### Список задач
**1.** Скопируйте из фрагмента для чтения часть, которая начинается словами, содержащими «3 января 1950», и заканчивается словами «Кривошлыкова и др.».
**2.** Ответьте по фрагменту для чтения на вопросы:
(а) Кого благодарят за Ваню Бессмертного?
(б) Какая дата стоит перед обращением «Дорогой товарищ Сталин!»?
(в) В каком томе Сочинений опубликовано письмо тов. Феликсу Кону?

### Фрагмент для чтения

«– Ничего, говорю, я такого не делаю, Иосиф Виссарионович! Живу, небо копчу!..
А он положил свою руку Ванюшке на голову и говорит:
– Вы нового советского гражданина воспитываете, а это уже большое дело! Ведь для нас человек – самый драгоценный капитал. Спасибо вам, Прасковья Дмитриевна, за Ваню Бессмертного…
Сказал и уехал…»
3 января 1950 г.
Дорогой товарищ Сталин!
В 12-м томе Ваших Сочинений опубликовано Ваше письмо тов. Феликсу Кону В этом письме указано, что я допустил в романе «Тихий Дон» ряд грубейших ошибок и прямо неверных сведений насчет Сырцова, Подтелкова, Кривошлыкова и др.

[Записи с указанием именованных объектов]
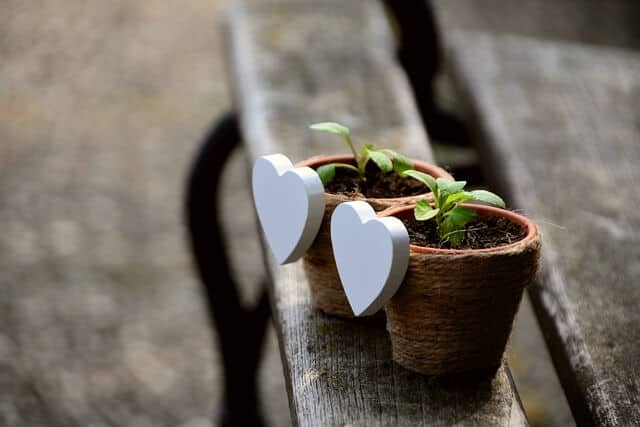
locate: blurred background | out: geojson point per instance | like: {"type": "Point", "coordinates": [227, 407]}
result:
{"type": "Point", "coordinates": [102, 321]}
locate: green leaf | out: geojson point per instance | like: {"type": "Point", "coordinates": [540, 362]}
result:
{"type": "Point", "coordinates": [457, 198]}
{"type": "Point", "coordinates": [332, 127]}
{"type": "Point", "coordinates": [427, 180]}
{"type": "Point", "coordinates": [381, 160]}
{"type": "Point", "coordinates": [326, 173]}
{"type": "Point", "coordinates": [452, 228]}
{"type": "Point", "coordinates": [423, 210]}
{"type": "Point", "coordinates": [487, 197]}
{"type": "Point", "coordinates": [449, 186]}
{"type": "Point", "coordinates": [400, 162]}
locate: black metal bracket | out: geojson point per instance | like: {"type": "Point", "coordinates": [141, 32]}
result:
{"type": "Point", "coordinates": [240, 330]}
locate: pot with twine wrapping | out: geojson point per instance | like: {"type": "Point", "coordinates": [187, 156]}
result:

### Ответы по задачам
**1.**
3 января 1950 г.
Дорогой товарищ Сталин!
В 12-м томе Ваших Сочинений опубликовано Ваше письмо тов. Феликсу Кону В этом письме указано, что я допустил в романе «Тихий Дон» ряд грубейших ошибок и прямо неверных сведений насчет Сырцова, Подтелкова, Кривошлыкова и др.

**2.**
(а) Прасковью Дмитриевну.
(б) 3 января 1950 г.
(в) В 12-м томе.